### WHAT YOU NEED TO DO
In the text on ponchos, which writer is the source of the phrase "loose, baggy monsters"?

##### EXERCISE TEXT #####

So, you can’t quite call the poncho practical. And all too often, it just looks ridiculous. Most ponchos you see on the street are flimsy, assembly-line creations of “crocheted” rayon, nylon, acrylic—often bordered by a clumpy, tangled fringe—that make a woman appear as though she is dressed in a doily. These are neither fabulous Mexican handicrafts nor your grandmother’s thick, hand-knit works of art. (You know that skill is not required when instructions for creating a “paper bag poncho” can be found on the Web.) And a few words about fit: It’s a simple rule of fashion that one-size-fits-all, like elastic waistbands or pantyhose with sandals, is never a good idea. Unless the fabric is exquisite or the wearer excessively thin, the poncho’s room-enough-for-two cut, rather than hiding figure flaws, makes most women look bulky and misshapen—like “loose, baggy monsters,” to borrow a quote from Henry James. A woman dressed in the sartorial equivalent of a burlap sack isn’t fooling anybody. All Things Animated, a cartoon Web site that contains a nostalgic thread on fashion history, aptly remembers the childhood allure of the poncho as “your own traveling fort.” Exactly: A poncho makes a woman resemble a massive, impenetrable edifice.

##### DATA FOR REVIEW #####

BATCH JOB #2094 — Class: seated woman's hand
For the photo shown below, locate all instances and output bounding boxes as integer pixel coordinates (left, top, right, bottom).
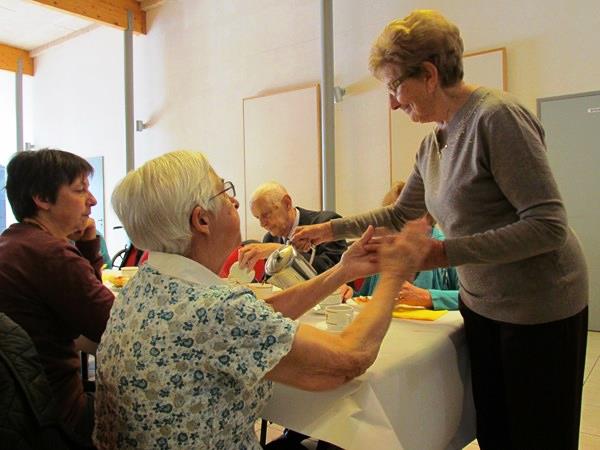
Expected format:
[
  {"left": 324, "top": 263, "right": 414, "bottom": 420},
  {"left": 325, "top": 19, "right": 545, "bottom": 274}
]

#####

### ANSWER TO THIS EXERCISE
Henry James